Data to process start

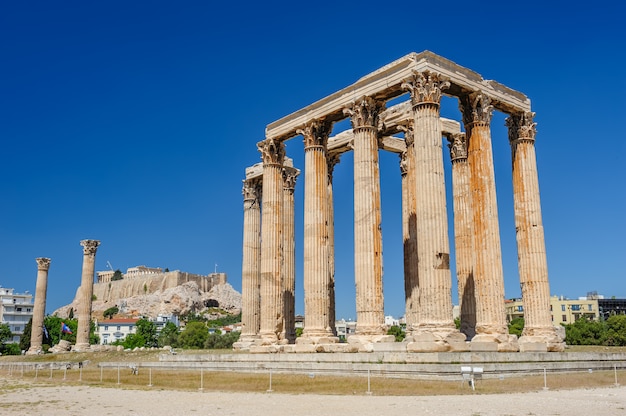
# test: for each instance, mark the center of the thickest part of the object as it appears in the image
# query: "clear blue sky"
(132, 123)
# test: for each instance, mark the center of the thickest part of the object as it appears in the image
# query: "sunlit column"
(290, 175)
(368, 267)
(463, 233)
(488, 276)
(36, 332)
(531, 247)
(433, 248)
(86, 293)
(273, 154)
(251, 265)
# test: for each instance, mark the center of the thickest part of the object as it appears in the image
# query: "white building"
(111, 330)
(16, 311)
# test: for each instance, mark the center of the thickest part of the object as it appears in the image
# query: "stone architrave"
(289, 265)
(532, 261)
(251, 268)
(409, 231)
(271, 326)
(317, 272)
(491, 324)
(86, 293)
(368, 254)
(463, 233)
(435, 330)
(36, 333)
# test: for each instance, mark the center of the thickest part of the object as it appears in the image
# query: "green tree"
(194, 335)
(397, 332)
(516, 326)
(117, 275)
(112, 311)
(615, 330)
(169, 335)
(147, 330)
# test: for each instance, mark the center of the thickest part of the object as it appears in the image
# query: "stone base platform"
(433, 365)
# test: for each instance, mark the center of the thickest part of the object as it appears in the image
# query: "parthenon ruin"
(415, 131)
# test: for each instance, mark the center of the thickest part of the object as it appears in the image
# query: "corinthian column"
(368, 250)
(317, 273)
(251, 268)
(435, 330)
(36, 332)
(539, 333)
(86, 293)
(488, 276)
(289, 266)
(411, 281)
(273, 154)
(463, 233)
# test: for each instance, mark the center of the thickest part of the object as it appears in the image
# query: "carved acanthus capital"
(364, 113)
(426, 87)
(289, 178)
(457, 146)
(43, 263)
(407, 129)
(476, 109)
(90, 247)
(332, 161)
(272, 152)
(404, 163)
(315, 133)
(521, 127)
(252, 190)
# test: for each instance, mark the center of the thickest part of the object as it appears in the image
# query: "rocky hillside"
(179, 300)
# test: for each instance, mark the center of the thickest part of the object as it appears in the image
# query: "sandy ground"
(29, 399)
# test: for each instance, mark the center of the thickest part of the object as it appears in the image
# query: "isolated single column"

Data to process end

*Description of the task*:
Your copy should match the records word for word, with the pictures removed.

*In response*:
# test: for each instance, mark the center of the thickest part of the object as it appears in the image
# query: "clear blue sky"
(132, 123)
# test: for each instance, mark the center of the thickest part of the object as it appears in the image
# query: "sunlit column"
(290, 175)
(368, 267)
(463, 233)
(488, 276)
(36, 332)
(531, 247)
(433, 248)
(86, 293)
(273, 154)
(251, 265)
# test: for each instance, mark the center of the thickest part of the object as it appears in the image
# query: "white building"
(111, 330)
(16, 311)
# test: for each instance, mark the center of the thickest part of the object as it appears in the image
# query: "stone architrave"
(289, 265)
(532, 261)
(251, 268)
(409, 231)
(271, 326)
(317, 272)
(491, 324)
(86, 293)
(368, 254)
(463, 233)
(435, 330)
(36, 333)
# test: for each instance, mark the center of the thickest part of the object as it appears in the image
# query: "green tree"
(194, 335)
(397, 332)
(516, 326)
(117, 275)
(112, 311)
(615, 330)
(169, 335)
(147, 330)
# test: for each instance, mark the center of the thickest part of the object as it appears in the image
# query: "stone base platform"
(433, 365)
# test: for each instance, mark the center of the thickest part of the object as it appears in the image
# query: "parthenon ruin"
(415, 131)
# test: for each instance, mark the center of the thickest part of the object as it appears in the image
# query: "corinthian column"
(368, 250)
(317, 273)
(251, 268)
(435, 330)
(36, 332)
(539, 333)
(86, 293)
(488, 276)
(289, 266)
(411, 281)
(273, 154)
(463, 233)
# test: for each instance, mark the center of the thickest part of the object as it appears in the image
# query: "carved acanthus capital"
(364, 113)
(426, 87)
(289, 178)
(457, 146)
(43, 263)
(407, 129)
(476, 109)
(90, 247)
(332, 161)
(272, 152)
(404, 163)
(315, 133)
(521, 127)
(252, 190)
# test: for each instance, mark the center of the thickest part of the object as it appears in the image
# query: "rocky hillside"
(179, 300)
# test: for each instance, mark the center of the thickest part of the object as it appears in the image
# query: "sandy ground"
(29, 399)
# test: for each instance, mark the center of the thickest part of the object as it appears in the image
# query: "isolated single column"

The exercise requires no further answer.